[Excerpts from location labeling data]
((
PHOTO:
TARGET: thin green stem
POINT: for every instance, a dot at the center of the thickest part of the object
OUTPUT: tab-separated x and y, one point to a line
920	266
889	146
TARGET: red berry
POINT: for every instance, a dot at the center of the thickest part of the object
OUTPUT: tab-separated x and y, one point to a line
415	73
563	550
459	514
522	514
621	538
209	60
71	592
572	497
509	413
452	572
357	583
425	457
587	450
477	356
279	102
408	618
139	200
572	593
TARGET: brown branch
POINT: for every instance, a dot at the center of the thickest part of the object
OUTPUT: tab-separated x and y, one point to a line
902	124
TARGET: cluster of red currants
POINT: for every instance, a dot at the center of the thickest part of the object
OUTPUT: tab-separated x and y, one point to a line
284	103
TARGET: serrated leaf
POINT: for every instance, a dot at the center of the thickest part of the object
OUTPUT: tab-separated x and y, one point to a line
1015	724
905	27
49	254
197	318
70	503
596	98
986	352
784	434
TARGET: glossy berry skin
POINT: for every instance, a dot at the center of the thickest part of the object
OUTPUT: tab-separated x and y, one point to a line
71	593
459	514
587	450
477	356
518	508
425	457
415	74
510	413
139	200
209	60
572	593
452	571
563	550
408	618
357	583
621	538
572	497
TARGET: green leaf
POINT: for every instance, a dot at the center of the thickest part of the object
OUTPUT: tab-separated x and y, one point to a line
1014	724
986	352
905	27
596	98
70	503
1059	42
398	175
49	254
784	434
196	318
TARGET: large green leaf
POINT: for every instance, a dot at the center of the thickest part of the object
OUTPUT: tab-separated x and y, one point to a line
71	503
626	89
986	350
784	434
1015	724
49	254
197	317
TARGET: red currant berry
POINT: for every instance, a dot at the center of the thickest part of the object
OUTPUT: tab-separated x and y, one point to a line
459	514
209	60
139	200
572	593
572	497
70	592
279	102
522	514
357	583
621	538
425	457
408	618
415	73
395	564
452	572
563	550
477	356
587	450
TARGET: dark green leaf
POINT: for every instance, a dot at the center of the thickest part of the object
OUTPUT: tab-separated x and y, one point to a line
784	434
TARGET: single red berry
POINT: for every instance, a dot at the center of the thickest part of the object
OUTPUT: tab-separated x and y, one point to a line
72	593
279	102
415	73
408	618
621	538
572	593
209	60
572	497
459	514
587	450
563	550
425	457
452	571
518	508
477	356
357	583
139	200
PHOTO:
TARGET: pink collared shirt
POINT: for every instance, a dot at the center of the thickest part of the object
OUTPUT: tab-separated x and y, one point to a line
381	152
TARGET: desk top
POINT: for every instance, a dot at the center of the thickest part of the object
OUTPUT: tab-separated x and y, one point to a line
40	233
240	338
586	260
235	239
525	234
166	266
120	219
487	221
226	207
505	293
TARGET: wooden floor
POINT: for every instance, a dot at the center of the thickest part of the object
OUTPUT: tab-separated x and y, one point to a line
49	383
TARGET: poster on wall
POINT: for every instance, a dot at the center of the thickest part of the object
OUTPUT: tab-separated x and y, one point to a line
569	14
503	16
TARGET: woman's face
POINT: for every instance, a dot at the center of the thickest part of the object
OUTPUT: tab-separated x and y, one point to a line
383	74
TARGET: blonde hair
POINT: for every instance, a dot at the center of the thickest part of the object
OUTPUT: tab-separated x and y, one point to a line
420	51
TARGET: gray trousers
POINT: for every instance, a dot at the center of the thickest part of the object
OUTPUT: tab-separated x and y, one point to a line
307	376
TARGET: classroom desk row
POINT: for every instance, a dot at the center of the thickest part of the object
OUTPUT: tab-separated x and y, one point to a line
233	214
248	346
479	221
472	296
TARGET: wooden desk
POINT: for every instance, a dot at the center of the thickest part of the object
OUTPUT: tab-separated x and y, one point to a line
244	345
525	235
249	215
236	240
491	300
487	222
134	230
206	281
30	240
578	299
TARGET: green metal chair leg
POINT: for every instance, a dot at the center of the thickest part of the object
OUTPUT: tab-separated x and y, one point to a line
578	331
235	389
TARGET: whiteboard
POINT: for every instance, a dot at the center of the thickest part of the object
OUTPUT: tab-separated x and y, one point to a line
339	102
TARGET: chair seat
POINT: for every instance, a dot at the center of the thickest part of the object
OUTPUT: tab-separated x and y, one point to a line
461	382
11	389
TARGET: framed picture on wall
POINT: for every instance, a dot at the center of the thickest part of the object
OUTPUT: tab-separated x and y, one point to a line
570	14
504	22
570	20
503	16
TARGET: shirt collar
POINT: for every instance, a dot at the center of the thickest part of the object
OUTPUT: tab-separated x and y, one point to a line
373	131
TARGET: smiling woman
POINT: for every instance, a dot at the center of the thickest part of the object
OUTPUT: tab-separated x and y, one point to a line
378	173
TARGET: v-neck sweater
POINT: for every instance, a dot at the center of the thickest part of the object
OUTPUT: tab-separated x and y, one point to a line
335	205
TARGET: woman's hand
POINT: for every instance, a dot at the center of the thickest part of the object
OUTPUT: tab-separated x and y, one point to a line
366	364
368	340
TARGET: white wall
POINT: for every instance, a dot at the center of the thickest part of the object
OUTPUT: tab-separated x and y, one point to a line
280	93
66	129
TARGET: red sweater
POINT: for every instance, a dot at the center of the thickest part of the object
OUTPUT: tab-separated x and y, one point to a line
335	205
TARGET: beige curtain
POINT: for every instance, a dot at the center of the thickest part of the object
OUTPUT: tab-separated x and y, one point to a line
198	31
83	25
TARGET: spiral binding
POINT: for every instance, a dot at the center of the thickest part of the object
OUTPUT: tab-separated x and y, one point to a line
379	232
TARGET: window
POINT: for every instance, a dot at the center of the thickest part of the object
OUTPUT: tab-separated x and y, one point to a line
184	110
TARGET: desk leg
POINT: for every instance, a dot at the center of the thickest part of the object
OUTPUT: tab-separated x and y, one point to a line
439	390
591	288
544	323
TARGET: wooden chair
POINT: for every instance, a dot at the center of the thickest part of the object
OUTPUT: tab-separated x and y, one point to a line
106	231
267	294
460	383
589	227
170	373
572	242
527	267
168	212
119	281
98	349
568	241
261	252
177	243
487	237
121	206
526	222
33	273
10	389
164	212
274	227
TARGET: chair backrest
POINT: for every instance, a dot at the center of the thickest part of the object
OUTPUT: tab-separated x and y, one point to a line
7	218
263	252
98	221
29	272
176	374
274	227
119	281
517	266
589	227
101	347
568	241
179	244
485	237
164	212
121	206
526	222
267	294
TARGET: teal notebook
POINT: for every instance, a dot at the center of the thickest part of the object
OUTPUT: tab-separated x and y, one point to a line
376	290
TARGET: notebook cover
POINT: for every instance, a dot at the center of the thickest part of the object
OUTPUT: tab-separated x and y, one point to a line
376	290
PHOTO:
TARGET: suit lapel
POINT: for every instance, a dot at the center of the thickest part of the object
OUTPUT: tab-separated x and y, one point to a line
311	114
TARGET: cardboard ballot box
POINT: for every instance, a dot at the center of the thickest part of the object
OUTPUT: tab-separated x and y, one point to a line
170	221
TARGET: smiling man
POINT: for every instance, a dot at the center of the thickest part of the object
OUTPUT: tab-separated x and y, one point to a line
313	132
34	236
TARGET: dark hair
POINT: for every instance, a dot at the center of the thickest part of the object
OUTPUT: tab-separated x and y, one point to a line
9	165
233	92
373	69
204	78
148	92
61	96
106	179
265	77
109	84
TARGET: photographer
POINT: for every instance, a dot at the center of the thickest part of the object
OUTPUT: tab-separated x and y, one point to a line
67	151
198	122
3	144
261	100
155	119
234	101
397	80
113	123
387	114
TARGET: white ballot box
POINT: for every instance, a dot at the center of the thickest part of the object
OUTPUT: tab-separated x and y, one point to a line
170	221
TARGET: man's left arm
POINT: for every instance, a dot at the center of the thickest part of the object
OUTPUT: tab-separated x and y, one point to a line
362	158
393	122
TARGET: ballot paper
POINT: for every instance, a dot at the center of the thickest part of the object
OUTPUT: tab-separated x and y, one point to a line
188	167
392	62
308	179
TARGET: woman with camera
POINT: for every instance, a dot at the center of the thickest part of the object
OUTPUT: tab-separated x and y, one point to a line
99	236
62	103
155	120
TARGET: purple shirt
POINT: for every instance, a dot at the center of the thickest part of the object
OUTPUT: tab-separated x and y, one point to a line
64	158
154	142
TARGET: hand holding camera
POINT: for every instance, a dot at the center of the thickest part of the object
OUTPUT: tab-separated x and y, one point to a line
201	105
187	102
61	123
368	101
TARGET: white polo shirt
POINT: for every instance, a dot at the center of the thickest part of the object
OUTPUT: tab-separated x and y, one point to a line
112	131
))
((
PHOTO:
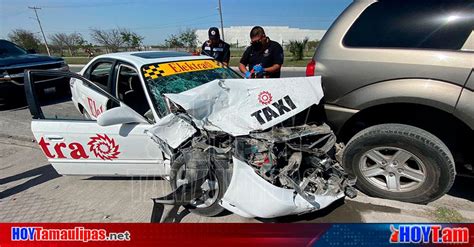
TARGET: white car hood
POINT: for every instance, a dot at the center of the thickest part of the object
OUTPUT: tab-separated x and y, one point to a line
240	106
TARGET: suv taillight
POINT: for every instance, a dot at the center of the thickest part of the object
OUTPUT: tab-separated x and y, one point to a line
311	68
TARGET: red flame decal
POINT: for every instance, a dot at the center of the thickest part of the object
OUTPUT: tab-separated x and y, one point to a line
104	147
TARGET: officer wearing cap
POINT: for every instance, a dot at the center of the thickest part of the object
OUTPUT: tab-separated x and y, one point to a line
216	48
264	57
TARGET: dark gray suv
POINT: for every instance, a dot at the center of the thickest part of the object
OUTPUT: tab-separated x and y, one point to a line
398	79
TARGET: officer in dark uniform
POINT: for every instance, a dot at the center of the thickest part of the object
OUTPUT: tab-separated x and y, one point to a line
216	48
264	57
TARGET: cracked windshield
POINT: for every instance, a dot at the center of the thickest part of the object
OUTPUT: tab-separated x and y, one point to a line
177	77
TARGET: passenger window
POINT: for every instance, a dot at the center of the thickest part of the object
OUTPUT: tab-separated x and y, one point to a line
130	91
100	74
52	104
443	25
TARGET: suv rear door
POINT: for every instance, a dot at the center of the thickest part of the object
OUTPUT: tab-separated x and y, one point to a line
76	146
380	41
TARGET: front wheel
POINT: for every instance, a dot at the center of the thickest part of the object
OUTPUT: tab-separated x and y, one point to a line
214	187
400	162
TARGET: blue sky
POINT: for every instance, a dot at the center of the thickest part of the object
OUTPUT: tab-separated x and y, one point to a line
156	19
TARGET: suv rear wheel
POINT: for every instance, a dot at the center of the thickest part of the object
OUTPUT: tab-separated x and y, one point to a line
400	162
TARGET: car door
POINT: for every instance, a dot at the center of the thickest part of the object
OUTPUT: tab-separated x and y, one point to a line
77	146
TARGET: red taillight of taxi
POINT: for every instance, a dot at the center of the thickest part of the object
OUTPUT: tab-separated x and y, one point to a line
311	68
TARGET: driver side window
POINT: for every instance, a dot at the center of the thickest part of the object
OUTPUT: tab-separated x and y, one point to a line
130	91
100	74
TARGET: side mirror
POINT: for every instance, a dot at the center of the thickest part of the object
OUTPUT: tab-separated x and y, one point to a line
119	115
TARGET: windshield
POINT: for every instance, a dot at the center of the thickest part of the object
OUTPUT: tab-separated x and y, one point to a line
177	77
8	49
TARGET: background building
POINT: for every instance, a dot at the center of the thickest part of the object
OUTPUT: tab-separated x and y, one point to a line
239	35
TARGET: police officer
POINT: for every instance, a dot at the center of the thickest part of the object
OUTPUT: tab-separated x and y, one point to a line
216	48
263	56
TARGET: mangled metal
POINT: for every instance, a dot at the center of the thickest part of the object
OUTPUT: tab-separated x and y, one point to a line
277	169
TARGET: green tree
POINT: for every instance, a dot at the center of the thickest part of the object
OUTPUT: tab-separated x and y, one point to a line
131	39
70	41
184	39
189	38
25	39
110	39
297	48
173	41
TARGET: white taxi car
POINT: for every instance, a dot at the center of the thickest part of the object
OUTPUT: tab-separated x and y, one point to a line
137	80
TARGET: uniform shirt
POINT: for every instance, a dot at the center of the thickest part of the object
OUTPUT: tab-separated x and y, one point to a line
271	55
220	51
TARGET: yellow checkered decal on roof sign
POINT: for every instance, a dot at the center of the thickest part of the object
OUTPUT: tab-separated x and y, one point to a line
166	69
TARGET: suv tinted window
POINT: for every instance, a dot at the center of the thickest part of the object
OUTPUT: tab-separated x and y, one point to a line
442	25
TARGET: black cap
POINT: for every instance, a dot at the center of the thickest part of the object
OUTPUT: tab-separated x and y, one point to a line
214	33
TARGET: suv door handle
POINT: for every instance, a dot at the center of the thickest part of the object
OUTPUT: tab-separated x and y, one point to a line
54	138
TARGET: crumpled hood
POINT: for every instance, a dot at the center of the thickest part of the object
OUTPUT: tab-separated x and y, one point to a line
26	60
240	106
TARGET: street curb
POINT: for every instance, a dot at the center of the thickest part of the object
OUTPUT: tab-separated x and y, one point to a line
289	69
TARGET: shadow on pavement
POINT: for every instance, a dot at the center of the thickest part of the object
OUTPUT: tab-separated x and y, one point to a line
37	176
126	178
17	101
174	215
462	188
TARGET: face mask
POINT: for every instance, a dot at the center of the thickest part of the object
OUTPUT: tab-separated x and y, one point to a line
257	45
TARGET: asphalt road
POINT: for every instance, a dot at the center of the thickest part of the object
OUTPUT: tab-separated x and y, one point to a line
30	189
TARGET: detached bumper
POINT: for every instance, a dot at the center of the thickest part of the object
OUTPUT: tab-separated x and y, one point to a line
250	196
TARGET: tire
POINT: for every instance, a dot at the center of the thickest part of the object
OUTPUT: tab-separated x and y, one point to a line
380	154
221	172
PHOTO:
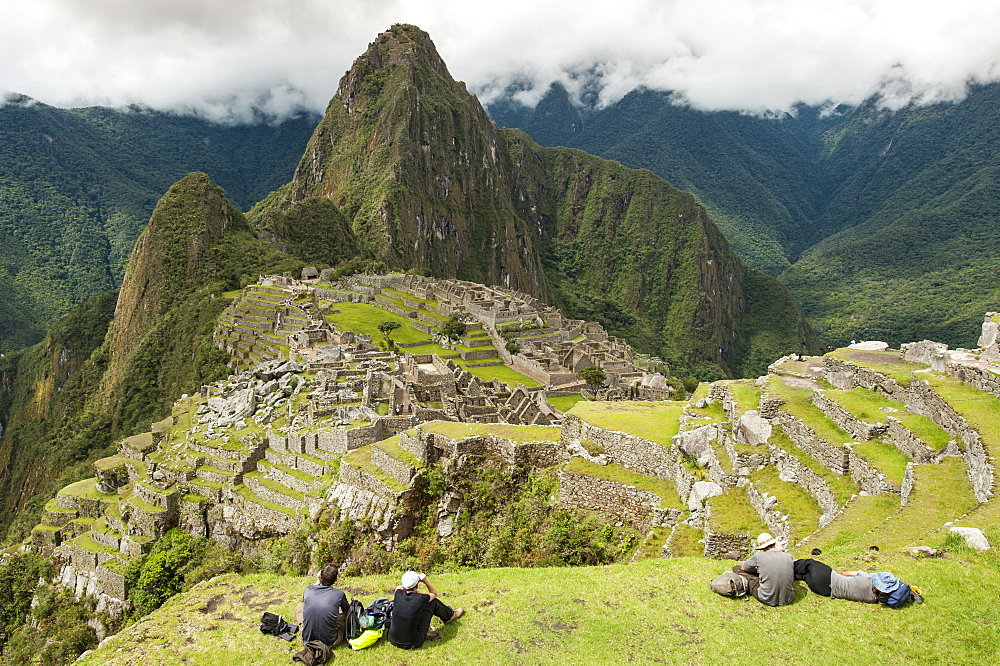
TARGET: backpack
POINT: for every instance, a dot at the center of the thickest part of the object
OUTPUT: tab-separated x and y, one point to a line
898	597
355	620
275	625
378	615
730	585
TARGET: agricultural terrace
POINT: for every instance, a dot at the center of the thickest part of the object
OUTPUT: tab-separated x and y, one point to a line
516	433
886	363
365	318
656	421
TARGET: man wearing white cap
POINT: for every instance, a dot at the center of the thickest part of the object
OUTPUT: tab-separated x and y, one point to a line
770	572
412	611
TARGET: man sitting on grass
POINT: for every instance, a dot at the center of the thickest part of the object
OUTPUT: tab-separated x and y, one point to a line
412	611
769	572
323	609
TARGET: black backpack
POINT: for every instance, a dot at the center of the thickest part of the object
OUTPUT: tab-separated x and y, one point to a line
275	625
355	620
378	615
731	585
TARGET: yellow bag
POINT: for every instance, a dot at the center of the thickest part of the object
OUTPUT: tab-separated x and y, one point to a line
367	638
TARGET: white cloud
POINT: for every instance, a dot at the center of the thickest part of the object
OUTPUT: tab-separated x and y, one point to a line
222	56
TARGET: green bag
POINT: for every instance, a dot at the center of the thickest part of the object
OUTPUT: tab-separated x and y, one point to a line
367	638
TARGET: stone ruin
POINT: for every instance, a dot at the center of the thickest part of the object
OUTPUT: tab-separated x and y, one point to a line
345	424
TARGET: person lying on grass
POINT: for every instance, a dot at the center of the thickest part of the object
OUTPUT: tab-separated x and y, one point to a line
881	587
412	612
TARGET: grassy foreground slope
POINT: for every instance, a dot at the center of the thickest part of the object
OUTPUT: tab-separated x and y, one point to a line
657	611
))
((
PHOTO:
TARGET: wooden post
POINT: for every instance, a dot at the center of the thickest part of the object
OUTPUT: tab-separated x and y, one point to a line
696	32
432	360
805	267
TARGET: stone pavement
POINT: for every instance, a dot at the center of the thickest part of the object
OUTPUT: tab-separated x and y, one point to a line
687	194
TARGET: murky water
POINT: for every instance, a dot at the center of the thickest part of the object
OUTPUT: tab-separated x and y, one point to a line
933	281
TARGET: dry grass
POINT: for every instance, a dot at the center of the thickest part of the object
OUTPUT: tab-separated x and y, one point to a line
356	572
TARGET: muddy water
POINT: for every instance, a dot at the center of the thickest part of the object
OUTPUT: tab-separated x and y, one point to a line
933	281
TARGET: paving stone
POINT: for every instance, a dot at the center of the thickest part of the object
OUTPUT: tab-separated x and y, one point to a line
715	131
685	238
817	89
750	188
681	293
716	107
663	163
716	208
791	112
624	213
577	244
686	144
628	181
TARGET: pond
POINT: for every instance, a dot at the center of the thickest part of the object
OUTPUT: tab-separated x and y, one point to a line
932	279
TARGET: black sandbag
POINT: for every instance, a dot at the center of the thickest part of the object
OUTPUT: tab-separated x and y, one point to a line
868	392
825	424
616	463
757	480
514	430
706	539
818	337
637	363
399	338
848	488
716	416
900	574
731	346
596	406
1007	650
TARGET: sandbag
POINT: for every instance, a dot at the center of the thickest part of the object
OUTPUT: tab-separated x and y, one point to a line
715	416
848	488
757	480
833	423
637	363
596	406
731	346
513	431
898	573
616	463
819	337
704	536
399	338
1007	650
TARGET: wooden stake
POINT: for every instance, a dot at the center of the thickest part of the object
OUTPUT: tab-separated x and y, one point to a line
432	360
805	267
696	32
))
-- What to do --
Pick out every line above that contains the word "smiling", matching case exactly, and copy each one in full.

-- Response for this exercise --
TARGET: smiling woman
TARGET: smiling man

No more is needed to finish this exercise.